══ Data for this task

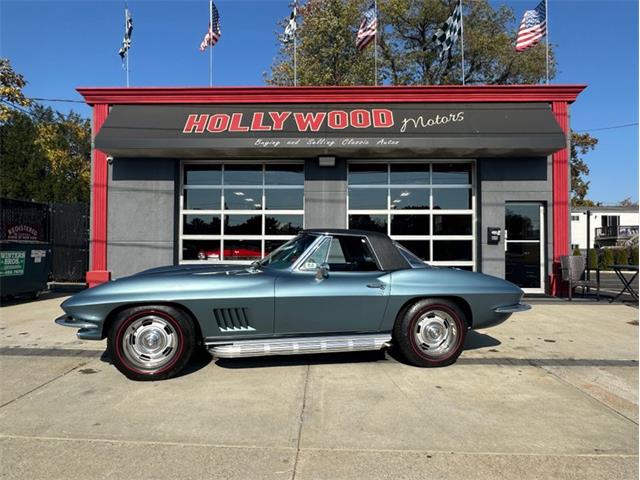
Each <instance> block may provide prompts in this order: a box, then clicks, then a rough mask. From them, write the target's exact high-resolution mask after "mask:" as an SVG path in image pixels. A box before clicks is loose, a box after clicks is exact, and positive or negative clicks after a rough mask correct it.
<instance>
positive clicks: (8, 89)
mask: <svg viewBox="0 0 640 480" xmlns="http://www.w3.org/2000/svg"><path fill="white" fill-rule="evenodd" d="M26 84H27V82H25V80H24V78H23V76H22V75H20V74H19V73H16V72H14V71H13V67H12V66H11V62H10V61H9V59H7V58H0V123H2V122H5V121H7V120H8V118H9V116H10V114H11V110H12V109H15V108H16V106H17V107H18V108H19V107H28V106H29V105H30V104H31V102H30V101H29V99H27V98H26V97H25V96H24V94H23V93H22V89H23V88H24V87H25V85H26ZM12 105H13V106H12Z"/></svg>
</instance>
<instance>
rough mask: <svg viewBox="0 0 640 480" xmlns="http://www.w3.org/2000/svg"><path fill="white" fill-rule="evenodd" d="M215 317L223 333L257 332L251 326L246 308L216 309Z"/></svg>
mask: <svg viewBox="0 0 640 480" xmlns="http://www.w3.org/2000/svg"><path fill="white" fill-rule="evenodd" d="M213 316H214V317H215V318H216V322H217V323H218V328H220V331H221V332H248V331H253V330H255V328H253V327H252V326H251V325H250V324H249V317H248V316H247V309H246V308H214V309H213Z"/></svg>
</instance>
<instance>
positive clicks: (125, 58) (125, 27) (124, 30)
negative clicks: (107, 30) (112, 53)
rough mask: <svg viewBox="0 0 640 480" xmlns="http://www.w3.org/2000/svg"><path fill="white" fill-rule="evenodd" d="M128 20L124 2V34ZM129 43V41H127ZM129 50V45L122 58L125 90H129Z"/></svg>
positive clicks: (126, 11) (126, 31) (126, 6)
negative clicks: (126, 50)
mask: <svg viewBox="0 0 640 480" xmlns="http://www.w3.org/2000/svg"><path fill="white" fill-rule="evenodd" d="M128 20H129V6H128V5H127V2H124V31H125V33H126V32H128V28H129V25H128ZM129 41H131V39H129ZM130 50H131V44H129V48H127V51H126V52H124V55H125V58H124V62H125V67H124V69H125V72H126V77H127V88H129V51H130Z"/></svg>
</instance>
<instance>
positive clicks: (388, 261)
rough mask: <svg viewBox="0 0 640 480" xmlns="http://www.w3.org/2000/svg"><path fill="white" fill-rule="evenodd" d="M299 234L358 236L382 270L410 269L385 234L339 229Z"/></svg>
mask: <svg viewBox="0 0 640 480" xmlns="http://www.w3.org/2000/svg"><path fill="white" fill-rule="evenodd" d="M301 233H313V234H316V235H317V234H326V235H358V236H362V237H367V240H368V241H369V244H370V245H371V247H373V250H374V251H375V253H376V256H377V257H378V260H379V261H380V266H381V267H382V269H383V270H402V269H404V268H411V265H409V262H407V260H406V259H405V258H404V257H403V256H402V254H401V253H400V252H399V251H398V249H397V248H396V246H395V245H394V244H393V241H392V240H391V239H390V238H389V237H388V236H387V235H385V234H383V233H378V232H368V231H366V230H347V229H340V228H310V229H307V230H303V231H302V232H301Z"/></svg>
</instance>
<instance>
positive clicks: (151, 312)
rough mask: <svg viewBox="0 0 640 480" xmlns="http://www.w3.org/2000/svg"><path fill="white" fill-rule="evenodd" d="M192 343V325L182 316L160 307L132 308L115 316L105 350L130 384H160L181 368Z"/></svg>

════

| Task item |
An exact copy of all the lines above is required, with the pictures removed.

| Output for this exercise |
Each <instance> block may provide prompts in this order: a box, then clicks, then a rough mask. From them, write the target's exact high-resolution mask after "mask:" as an SVG path in image pixels. A box before clicks is loose, a box after clicks is exact, and positive or negative clicks after a rough mask correct it.
<instance>
positive clicks: (8, 89)
mask: <svg viewBox="0 0 640 480" xmlns="http://www.w3.org/2000/svg"><path fill="white" fill-rule="evenodd" d="M26 84H27V82H25V80H24V78H23V76H22V75H20V74H19V73H16V72H14V71H13V67H12V66H11V62H10V61H9V59H7V58H0V123H2V122H5V121H7V120H8V118H9V116H10V114H11V110H12V109H15V108H16V106H17V107H18V108H19V107H28V106H29V105H30V104H31V102H30V101H29V99H27V98H26V97H25V96H24V94H23V93H22V89H23V88H24V87H25V85H26ZM12 105H13V106H12Z"/></svg>
</instance>
<instance>
rough mask: <svg viewBox="0 0 640 480" xmlns="http://www.w3.org/2000/svg"><path fill="white" fill-rule="evenodd" d="M215 317L223 333L257 332L251 326L246 308L216 309Z"/></svg>
mask: <svg viewBox="0 0 640 480" xmlns="http://www.w3.org/2000/svg"><path fill="white" fill-rule="evenodd" d="M213 316H214V317H215V318H216V322H217V323H218V328H220V331H221V332H248V331H253V330H255V328H253V327H252V326H251V325H250V324H249V317H248V316H247V309H246V308H214V309H213Z"/></svg>
</instance>
<instance>
positive clicks: (125, 58) (125, 27) (124, 30)
negative clicks: (107, 30) (112, 53)
rough mask: <svg viewBox="0 0 640 480" xmlns="http://www.w3.org/2000/svg"><path fill="white" fill-rule="evenodd" d="M128 20L124 2V34ZM129 43V41H127ZM129 50V45L122 58L125 90H129Z"/></svg>
positive clicks: (126, 11) (126, 31) (126, 6)
negative clicks: (126, 50)
mask: <svg viewBox="0 0 640 480" xmlns="http://www.w3.org/2000/svg"><path fill="white" fill-rule="evenodd" d="M128 20H129V6H128V5H127V2H124V31H125V33H126V32H128V28H129V25H128ZM129 41H131V39H129ZM130 50H131V44H129V48H127V51H126V52H124V55H125V58H124V62H125V67H124V69H125V72H126V77H127V88H129V51H130Z"/></svg>
</instance>
<instance>
positive clicks: (388, 261)
rough mask: <svg viewBox="0 0 640 480" xmlns="http://www.w3.org/2000/svg"><path fill="white" fill-rule="evenodd" d="M299 234L358 236L382 270L410 269L385 234L339 229Z"/></svg>
mask: <svg viewBox="0 0 640 480" xmlns="http://www.w3.org/2000/svg"><path fill="white" fill-rule="evenodd" d="M301 233H313V234H316V235H317V234H326V235H358V236H362V237H367V240H368V241H369V244H370V245H371V247H373V250H374V251H375V253H376V256H377V257H378V260H379V261H380V266H381V267H382V269H383V270H402V269H404V268H411V265H409V262H407V260H406V259H405V258H404V257H403V256H402V254H401V253H400V252H399V251H398V249H397V248H396V246H395V245H394V244H393V241H392V240H391V239H390V238H389V237H388V236H387V235H385V234H383V233H378V232H368V231H366V230H347V229H340V228H310V229H307V230H303V231H302V232H301Z"/></svg>
</instance>
<instance>
positive clicks: (151, 312)
rough mask: <svg viewBox="0 0 640 480" xmlns="http://www.w3.org/2000/svg"><path fill="white" fill-rule="evenodd" d="M192 343V325L182 316L160 307L132 308L115 316L105 350L130 384H160L181 368Z"/></svg>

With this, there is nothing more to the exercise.